Interpersonal belonging

The second key element was students’ deeper connections they formed with staff and other students. This included finding peers with similar academic interests and goals, and connecting with other students socially. As expected, different students had different needs from peer relationships. Being known by their teachers (or not) was a key factor in student-staff relationships.

Building positive relationships with others plays a key role in reducing anxiety, which is elevated in university students after the pandemic. One approach may be to build positive academic peer relationships through well-designed collaborative exercises – colleagues at Sydney have designed a Canvas resource site to support this. Making time in class for students to share personal experiences that are related to unit content may also help students to find others with similar interests; check out some tips from colleagues about building a supportive class community, using icebreakers effectively ahead of groupwork, or helping students to form a web of connections. Outside the classroom, the University has a wide array of student life offerings, including a vibrant collection of clubs and societies that students can join.

… students need ongoing opportunities to connect with students and staff with similar disciplinary interests and career goals

Building positive teacher-student relationships is also vital. This can help with fostering academic belonging (see below), support student mental health, and grow motivation. Ways to do this start from before the first week: from an informal and friendly welcome video to approachable welcome announcements, personalised messages, and using student names, there are a number of low-workload approaches to foster these important relationships and help us connect with students at a human level.

Academic belonging

The authors note that interpersonal belonging and familiarity both gradually increased for students but the third element, academic belonging, was more prone to fluctuation. Students in the study spoke about this as feeling like they were “meant to be” at university, in their course. However, this feeling wavered due to a number of factors such as their academic success, their self-efficacy (a feeling of being able to control an outcome), interest in the discipline, career identity, and engagement in classes. Students may start to doubt whether they ‘fit in’ if, for example, they do not perform at their expected level, or if they feel like their participation in class is not valued.

================

| DIRECTIONS |
1: Answer these questions from the passage on student belonging:
(a) What did colleagues at Sydney design to support positive academic peer relationships?
(b) Which element of belonging was more prone to fluctuation than the other two?
(c) What was a key factor in student-staff relationships?
2: Reproduce part of the passage on student belonging word for word. Begin at the words "Building positive teacher-student" and stop after "a human level.".
3: Write the next part of the passage on student belonging, picking up after its last sentence.
The material that comes next is separate from the passage on student belonging.

================

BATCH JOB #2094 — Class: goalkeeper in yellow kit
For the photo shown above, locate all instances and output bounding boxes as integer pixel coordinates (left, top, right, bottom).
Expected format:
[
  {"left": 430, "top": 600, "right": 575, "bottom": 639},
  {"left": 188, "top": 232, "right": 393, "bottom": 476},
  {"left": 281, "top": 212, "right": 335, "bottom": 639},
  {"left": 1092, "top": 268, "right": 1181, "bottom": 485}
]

================

| ANSWERS BY ITEM |
1:
(a) A Canvas resource site.
(b) Academic belonging.
(c) Being known by their teachers (or not).

2:
Building positive teacher-student relationships is also vital. This can help with fostering academic belonging (see below), support student mental health, and grow motivation. Ways to do this start from before the first week: from an informal and friendly welcome video to approachable welcome announcements, personalised messages, and using student names, there are a number of low-workload approaches to foster these important relationships and help us connect with students at a human level.

3:
Findings in the current study highlight the importance of linking learning to students’ future selves

Various parts of the University have been working to grow academic belonging for a number of years. Consider running a values affirmation activity with students or an activity which helps students to discover their sense of professional purpose – these help to reconnect students with why they are at university and develop a stronger sense of belonging. Framing interventions are also useful to run, especially around assessment time, because they help normalise challenge and encourage students to see feedback as an opportunity for growth. The University has a Canvas site dedicated to these evidence-based activities that grow academic belonging – definitely worth checking out. As educators, we can share our own journeys through higher education to normalise feelings of impostorship, and also teach in ways that help students feel more competent and autonomous in their learning.

Above all else, the findings highlight that many first-year students question their decision to come to university and/or their choice of discipline.

This recent paper by Kahu, Ashley, and Picton provides evidence towards an insightful framework that draws together parallel threads that support student belonging, and reinforces key principles guiding education at Sydney. The good news is that despite the many challenges that students face in higher education in times of COVID, there are practical, concrete, and achievable things we can do in the next few days, weeks, and months that will help our students fit in and succeed.